> **Challenge**
Rewrite the stretch from the line containing "annotation. Detect window" through the end of the data below as a numbered list, leaving out any blank lines.

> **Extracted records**
* begin *

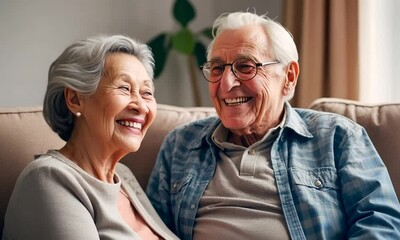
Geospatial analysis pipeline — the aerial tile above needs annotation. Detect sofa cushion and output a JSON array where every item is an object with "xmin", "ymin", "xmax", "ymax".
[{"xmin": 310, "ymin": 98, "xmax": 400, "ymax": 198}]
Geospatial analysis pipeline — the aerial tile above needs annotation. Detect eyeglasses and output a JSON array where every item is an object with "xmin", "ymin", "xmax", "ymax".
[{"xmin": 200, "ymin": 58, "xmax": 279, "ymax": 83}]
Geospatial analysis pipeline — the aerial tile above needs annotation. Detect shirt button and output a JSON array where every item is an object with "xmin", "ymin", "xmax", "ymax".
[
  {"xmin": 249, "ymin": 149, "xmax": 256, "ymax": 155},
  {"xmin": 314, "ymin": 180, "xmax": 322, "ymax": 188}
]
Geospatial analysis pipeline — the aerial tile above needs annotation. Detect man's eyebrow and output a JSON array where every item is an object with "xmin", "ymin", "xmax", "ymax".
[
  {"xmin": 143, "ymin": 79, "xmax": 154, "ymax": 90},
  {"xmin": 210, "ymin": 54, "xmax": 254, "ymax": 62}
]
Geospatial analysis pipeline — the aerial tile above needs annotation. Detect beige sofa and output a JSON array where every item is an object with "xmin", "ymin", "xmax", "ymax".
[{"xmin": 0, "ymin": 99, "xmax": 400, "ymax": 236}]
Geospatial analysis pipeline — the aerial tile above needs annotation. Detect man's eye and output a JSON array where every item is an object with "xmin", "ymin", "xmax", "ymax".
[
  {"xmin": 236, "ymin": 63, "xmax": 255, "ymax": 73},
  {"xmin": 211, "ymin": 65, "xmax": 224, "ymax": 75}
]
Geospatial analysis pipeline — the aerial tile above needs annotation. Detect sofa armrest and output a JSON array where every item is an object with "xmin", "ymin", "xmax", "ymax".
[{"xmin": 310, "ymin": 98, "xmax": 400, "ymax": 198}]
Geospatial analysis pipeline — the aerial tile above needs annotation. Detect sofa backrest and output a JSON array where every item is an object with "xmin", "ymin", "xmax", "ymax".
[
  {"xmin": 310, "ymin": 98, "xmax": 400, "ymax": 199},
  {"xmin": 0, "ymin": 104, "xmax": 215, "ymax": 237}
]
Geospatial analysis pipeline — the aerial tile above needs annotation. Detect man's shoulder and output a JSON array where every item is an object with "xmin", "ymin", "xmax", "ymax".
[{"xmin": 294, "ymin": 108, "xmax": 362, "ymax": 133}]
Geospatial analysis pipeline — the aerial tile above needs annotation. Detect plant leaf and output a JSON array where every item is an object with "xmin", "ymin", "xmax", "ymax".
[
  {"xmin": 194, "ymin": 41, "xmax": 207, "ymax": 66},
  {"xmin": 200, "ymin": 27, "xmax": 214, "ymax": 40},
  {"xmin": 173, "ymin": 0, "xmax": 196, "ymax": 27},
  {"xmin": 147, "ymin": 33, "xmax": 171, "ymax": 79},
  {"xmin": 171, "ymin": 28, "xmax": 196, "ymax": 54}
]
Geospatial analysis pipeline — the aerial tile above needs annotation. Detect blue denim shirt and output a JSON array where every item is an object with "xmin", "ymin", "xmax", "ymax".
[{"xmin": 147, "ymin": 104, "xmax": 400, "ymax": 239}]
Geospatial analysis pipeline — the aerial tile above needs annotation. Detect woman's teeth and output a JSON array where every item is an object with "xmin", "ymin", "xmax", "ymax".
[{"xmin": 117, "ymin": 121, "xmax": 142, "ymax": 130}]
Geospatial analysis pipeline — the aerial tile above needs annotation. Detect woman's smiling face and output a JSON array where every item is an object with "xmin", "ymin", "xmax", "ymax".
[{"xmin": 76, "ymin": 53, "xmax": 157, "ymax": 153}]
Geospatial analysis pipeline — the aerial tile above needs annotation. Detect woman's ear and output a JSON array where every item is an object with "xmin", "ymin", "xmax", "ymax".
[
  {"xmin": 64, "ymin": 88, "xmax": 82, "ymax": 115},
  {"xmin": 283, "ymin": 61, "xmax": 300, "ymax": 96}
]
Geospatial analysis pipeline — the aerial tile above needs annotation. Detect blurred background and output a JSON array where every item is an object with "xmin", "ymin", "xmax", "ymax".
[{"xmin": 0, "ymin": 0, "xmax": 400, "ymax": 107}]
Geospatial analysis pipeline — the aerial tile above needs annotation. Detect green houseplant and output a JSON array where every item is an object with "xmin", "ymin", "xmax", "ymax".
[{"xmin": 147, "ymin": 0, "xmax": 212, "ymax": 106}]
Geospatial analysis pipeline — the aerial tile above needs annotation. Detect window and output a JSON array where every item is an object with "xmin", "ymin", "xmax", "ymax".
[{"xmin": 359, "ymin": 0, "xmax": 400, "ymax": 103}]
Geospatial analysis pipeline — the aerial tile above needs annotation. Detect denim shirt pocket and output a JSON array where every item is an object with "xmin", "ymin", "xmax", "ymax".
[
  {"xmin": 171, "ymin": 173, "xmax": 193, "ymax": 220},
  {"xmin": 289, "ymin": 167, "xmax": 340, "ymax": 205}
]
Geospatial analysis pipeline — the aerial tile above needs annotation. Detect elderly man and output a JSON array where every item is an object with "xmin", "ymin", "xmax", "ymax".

* end *

> **Written reply**
1. Geospatial analysis pipeline — the aerial tile above needs annotation. Detect window and output a JSON array where every item is an object with "xmin", "ymin", "xmax", "ymax".
2. [{"xmin": 359, "ymin": 0, "xmax": 400, "ymax": 103}]
3. Geospatial analysis pipeline — the aerial tile above needs annotation. Detect denim shirt pocket and output a JSON array where every item is an object with "xmin", "ymin", "xmax", "ymax".
4. [
5.   {"xmin": 171, "ymin": 173, "xmax": 193, "ymax": 220},
6.   {"xmin": 289, "ymin": 167, "xmax": 340, "ymax": 205}
7. ]
8. Geospatial analysis pipeline — the aerial tile above needs annotation. Detect elderly man and output a JSON array where every item is an object with "xmin", "ymin", "xmax", "ymax".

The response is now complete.